─── DATA TO PROCESS
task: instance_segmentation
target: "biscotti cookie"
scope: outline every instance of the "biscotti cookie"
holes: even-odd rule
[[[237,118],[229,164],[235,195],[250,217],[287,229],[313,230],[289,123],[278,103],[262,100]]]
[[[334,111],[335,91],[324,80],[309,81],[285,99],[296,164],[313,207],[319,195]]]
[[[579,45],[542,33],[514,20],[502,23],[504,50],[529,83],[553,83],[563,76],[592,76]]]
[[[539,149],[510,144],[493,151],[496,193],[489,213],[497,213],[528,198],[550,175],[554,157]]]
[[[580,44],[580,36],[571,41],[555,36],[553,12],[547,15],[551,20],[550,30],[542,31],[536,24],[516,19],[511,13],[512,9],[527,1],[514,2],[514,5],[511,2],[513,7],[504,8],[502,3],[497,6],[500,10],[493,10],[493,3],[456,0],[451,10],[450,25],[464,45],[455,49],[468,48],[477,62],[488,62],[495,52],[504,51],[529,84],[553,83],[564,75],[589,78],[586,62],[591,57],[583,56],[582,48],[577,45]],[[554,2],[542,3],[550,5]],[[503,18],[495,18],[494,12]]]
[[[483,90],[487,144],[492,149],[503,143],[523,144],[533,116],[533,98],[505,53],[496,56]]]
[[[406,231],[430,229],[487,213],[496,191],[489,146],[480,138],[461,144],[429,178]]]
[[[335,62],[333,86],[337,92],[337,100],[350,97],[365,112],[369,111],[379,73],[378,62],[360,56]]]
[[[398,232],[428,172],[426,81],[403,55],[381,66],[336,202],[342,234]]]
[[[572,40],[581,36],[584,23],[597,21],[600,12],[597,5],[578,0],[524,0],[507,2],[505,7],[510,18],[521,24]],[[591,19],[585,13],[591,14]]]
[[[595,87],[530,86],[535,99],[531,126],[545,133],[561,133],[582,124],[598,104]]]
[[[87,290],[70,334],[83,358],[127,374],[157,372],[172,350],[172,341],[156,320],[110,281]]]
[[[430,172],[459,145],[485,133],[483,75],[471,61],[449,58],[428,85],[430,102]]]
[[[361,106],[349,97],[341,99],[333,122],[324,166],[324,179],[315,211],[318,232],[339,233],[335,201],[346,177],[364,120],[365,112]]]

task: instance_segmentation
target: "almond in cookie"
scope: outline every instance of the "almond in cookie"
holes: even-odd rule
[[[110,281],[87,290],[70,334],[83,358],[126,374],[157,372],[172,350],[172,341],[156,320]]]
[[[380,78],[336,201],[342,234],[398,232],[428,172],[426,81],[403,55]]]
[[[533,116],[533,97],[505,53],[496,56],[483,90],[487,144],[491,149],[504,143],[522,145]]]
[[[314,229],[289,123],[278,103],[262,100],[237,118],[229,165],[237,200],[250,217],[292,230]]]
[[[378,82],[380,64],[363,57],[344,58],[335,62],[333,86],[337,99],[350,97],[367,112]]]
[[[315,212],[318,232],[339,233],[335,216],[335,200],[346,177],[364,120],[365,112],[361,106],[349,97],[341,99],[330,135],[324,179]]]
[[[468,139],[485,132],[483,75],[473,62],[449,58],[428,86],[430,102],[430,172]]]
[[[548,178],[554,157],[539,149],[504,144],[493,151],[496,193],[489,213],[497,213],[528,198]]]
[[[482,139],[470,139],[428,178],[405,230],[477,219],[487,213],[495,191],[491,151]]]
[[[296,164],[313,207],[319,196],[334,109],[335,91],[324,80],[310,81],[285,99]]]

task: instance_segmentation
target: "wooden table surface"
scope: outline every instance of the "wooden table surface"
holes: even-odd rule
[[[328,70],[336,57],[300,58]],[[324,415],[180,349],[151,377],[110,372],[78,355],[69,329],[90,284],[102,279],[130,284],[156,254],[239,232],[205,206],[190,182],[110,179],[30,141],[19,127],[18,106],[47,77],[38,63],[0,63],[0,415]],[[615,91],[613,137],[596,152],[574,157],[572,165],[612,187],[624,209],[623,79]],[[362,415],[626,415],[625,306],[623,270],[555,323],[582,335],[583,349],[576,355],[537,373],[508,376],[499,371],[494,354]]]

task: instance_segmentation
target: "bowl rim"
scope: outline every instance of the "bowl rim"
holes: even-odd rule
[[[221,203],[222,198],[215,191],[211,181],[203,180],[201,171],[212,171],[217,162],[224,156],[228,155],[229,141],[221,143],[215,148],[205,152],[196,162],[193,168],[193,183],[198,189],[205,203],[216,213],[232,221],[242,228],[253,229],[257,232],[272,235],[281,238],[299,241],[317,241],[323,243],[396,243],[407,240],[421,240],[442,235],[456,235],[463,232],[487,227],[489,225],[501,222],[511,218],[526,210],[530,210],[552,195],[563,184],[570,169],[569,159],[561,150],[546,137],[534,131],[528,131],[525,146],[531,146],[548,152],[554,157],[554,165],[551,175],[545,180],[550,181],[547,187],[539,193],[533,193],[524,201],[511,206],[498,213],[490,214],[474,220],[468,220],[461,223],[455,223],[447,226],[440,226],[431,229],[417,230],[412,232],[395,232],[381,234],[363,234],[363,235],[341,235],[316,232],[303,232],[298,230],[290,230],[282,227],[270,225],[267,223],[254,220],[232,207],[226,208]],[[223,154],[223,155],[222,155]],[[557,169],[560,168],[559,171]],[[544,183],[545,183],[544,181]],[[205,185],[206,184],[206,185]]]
──────
• HOW TO COMPLETE THIS TASK: For every line above with the word "bowl" in it, make a copy.

• EXERCISE RESULT:
target: "bowl rim"
scope: outline every instance of the "bowl rim"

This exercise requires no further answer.